[Dataset entries Boundary: Start]

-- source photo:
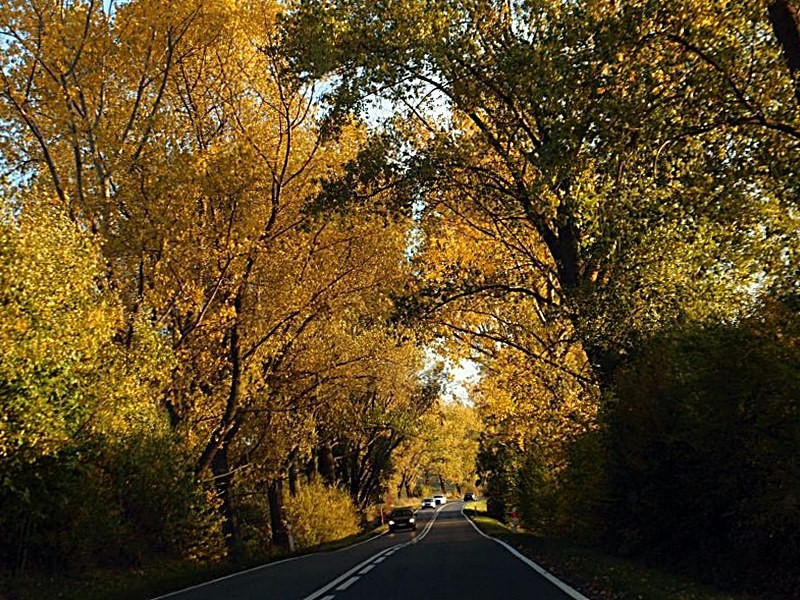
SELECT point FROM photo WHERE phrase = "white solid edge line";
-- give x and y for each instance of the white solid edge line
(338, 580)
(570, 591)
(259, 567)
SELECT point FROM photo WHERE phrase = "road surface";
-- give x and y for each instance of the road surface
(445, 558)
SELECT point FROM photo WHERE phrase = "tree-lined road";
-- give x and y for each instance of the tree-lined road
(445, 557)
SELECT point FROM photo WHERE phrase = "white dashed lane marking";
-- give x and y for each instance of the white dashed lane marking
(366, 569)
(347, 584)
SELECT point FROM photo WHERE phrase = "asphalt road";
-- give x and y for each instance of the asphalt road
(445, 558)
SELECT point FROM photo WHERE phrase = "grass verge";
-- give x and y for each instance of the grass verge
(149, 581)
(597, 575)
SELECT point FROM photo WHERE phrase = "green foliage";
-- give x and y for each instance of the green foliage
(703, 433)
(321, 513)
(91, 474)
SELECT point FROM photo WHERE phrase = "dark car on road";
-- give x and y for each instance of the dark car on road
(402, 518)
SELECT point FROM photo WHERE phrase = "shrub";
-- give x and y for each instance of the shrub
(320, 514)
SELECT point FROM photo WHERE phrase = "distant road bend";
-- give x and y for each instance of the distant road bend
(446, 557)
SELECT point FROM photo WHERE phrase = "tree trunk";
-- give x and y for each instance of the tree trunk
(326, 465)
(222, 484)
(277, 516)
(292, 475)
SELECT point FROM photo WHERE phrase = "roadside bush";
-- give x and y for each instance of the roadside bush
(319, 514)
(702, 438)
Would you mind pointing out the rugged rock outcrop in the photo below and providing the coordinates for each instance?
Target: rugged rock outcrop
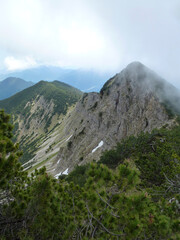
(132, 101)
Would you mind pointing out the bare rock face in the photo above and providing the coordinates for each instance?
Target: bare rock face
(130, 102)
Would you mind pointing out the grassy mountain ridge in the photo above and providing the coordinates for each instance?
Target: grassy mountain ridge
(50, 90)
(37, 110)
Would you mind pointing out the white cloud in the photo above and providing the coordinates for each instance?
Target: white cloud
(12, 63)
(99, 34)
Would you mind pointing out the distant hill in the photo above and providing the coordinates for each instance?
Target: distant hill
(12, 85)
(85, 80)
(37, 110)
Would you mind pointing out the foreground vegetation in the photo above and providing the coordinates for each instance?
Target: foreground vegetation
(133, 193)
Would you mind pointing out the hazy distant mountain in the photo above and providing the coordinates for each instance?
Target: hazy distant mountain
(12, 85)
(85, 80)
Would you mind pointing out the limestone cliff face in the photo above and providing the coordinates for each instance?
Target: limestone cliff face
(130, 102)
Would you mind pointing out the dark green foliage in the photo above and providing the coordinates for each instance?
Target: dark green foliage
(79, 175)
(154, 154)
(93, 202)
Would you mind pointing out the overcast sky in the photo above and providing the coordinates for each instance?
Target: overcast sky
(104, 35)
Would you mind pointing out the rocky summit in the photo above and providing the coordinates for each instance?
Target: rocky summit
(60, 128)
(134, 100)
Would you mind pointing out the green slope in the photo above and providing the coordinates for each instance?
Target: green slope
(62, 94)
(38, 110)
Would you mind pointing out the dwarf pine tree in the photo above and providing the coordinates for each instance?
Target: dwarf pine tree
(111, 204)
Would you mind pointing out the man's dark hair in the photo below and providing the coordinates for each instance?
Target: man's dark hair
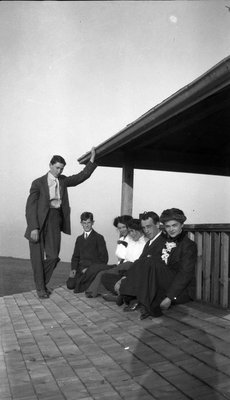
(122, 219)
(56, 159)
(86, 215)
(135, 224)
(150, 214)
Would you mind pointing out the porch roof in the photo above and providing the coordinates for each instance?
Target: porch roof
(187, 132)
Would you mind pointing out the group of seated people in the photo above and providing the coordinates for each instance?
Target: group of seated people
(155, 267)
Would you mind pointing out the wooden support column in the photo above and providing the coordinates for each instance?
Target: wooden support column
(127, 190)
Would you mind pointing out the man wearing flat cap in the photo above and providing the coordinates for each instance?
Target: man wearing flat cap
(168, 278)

[Dataset entries Boundary: End]

Exercise instructions
Without the pictures, copy out all the records above exactly.

Exercise result
-- source photo:
SELECT point FROM photo WHERE phrase = "white solid edge line";
-- give x and y for each instance of the white solid edge line
(338, 580)
(570, 591)
(259, 567)
SELECT point FROM photo WHERE phrase = "road surface";
-- give x and y for each instance of the road surface
(445, 558)
SELECT point FROM photo WHERE phrase = "tree-lined road";
-- give x and y for each instance of the tree-lined road
(445, 557)
SELECT point FROM photo WHERE phrase = "white dashed lane marking";
-- give x and y for each instance of the white dashed lane marking
(366, 569)
(347, 584)
SELECT point FROM photo WHERE phrase = "asphalt road";
-- give x and y for each instance of the asphalt road
(445, 558)
SELECT point FROM photo WHERE phrase = "grass verge";
-- give x and y for each instance of the grass verge
(149, 581)
(597, 575)
SELECT point FROM photo WHERE phrase = "green foliage";
-- give x and y for each instance of the green foliage
(703, 433)
(321, 513)
(91, 474)
SELECT point FROM photo WHERE phrase = "dark car on road";
-- give x and y for each instance of the dark car on road
(402, 518)
SELECT point FROM photo WHERE phrase = "shrub";
-- give x and y for each instance of the shrub
(320, 514)
SELECT point FROM photo WHERE phrase = "distant road bend";
-- give x and y for each instance of the distant road bend
(446, 557)
SELECT point FROM photo WHERE phrase = "tree trunk";
-- give x and y for each instance of the tree trunk
(326, 465)
(222, 484)
(277, 516)
(292, 475)
SELECT point FROM photo WHERE phrase = "roadside bush";
-- give x and y for each instance of the roadside bush
(319, 514)
(702, 438)
Would you mind pointing out the rugged rock outcrop in the photo below and providing the coordinates for each instance?
Target: rugged rock outcrop
(132, 101)
Would you mind pointing out the bare rock face in the photo above and providing the coordinates for each instance?
Target: bare rock face
(130, 102)
Would you mind pointing out the grassy mountain ridge in the photo above and providing the coordinates for each instance?
Target: grassy mountain ridge
(50, 90)
(37, 110)
Would you mind pointing out the white cloud in the photo above and providing the coordinates for each instance?
Target: white cloud
(12, 63)
(99, 34)
Would you mind pointing out the distant hill in the photo above and providing the coordinates for each instance?
Target: distant hill
(12, 85)
(85, 80)
(37, 110)
Would you mind pointing out the foreground vegetation in the photo above and providing the coordinates for each instance?
Target: foreground vegetation
(133, 193)
Would you mind pointing out the hazy distant mountain in the photo above and providing the coordinates for each instance?
Target: hazy distant mountain
(12, 85)
(85, 80)
Would you mind pointing out the limestone cliff face in the photo above and providing the coordinates for each instance?
Target: limestone cliff face
(130, 102)
Would you mind pointing out the dark green foliage in the photo above and providing the coordinates for each instance?
Target: dark green foliage
(79, 175)
(154, 154)
(93, 202)
Would you mind pointing out the overcast sky in the photo above and providing the coordinates for each instance?
Target: overcast sky
(104, 35)
Would you mind pointing out the rocky summit in the photo above and providing the coordinates for each instance?
Target: rocky summit
(60, 128)
(134, 100)
Would you mind pointing out the green slope in the photo above and providing the coordinates for each instance?
Target: green slope
(62, 94)
(38, 110)
Would you mind pointing out the dwarf pine tree in the photo above and providing the coordinates for each instance?
Target: dwarf pine tree
(111, 204)
Would you mind pointing out the man's dark hair in the photo below and providing the coordinates for each instance?
Target: man's dark hair
(122, 219)
(56, 159)
(86, 215)
(135, 224)
(150, 214)
Would you mind pointing out the porch roof in the photo above and providing the coordinates for each instance?
Target: porch roof
(187, 132)
Would you mind pointing out the group of seated people in the photo above and providing the coordinates for each instance?
Target: group of seated people
(155, 267)
Would you mind pointing out the wooden support column in the photo above and providing the coordinates for each instance?
Target: wooden support column
(127, 190)
Would you mind pointing out the man wearing flat cap in the photo above and providing the coordinates for each instance?
Target: man wearing flat cap
(168, 278)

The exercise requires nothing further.